*** Begin section ***

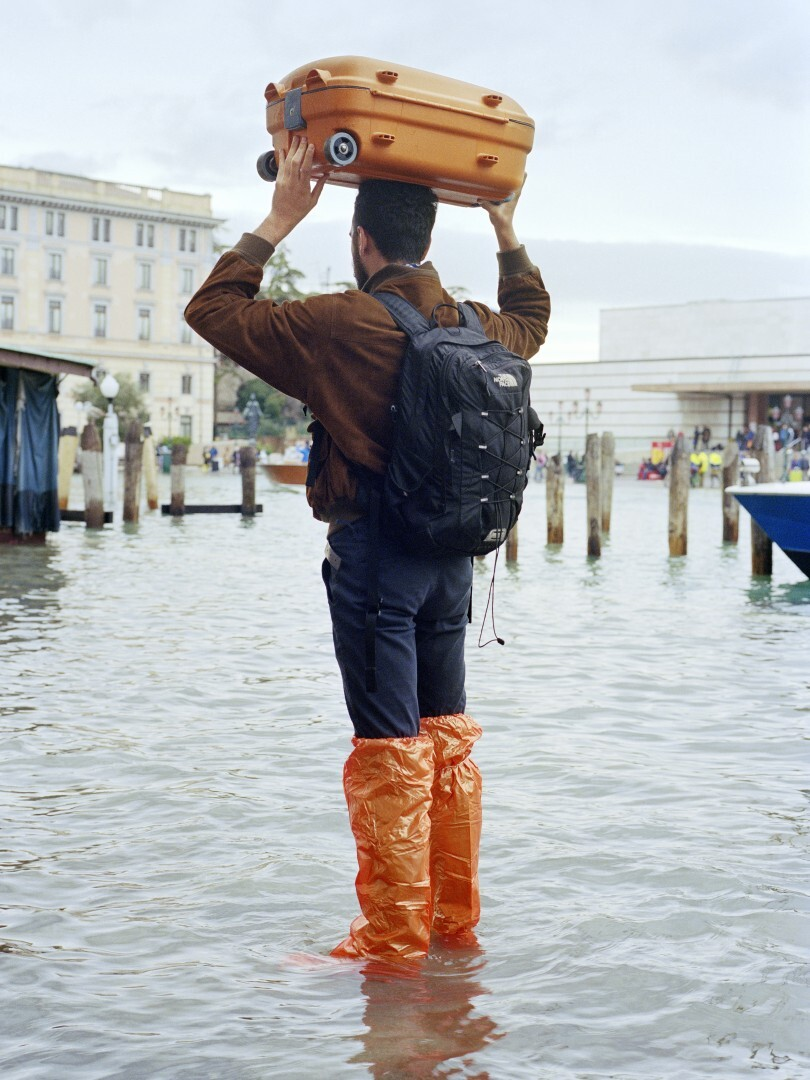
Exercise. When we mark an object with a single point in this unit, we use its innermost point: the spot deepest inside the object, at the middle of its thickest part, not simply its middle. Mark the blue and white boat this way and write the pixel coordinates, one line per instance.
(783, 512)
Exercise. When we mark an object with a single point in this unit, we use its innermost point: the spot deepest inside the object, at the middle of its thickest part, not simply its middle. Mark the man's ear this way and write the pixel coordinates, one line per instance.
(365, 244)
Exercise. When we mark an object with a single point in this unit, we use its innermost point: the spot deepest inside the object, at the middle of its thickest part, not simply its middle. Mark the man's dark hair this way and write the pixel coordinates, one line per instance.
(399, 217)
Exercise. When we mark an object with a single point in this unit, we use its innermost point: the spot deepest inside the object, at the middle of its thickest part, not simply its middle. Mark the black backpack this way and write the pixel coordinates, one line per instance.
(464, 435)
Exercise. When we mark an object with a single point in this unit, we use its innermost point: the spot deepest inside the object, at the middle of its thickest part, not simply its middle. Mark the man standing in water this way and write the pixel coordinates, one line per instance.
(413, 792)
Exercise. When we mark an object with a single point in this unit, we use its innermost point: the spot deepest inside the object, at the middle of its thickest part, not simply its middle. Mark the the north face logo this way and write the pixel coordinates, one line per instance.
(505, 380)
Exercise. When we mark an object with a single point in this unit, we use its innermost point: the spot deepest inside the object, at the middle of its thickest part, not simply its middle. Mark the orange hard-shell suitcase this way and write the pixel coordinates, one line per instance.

*** End section ***

§ WHAT IS REQUIRED
Restate exactly each line of the data from the one bearing "Mark the the" to the end, and add nothing.

§ TASK RESULT
Exercise. When we mark an object with a single point in this unit, we use its innermost point: the spot deepest inside the object, at the middle of its thickest part, not simply its middle. Mark the the north face logo this way and write the pixel coordinates, one line per instance.
(505, 380)
Exercise. When we mark an object with a single point in this unit, we use its innermost point: the spot deepest inside the object, at the middle of its thickest part, not simply its middle. Mark the orange hard-shell suitcase this way and write the pixel coordinates, one line per instance.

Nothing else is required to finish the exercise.